Material supplied:
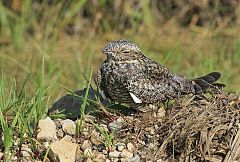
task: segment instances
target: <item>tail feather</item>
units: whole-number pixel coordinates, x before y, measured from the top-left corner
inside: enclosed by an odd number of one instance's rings
[[[223,88],[224,84],[215,83],[221,74],[219,72],[212,72],[199,78],[192,79],[193,86],[196,93],[206,92],[209,88]]]
[[[216,82],[219,78],[221,77],[221,74],[219,72],[212,72],[212,73],[209,73],[207,75],[204,75],[202,77],[199,77],[199,78],[195,78],[193,80],[204,80],[208,83],[214,83]]]

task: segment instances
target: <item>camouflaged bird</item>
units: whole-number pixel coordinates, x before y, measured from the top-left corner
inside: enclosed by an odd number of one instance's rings
[[[144,56],[134,43],[127,40],[112,41],[102,52],[107,59],[98,71],[97,82],[101,94],[137,110],[148,111],[149,104],[224,86],[214,83],[221,76],[218,72],[195,79],[173,74]]]

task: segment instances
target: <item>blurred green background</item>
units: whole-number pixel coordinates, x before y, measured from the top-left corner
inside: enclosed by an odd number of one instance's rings
[[[222,73],[226,91],[240,91],[239,0],[1,0],[0,71],[11,85],[30,74],[39,87],[42,58],[47,82],[86,86],[107,42],[128,39],[150,58],[190,77]],[[53,100],[66,91],[54,84]]]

Your task:
Pull every line containing "target" from the entries above and copy it.

Written answer:
target: <item>tail feather</item>
target: <item>camouflaged bird</item>
target: <item>blurred green background</item>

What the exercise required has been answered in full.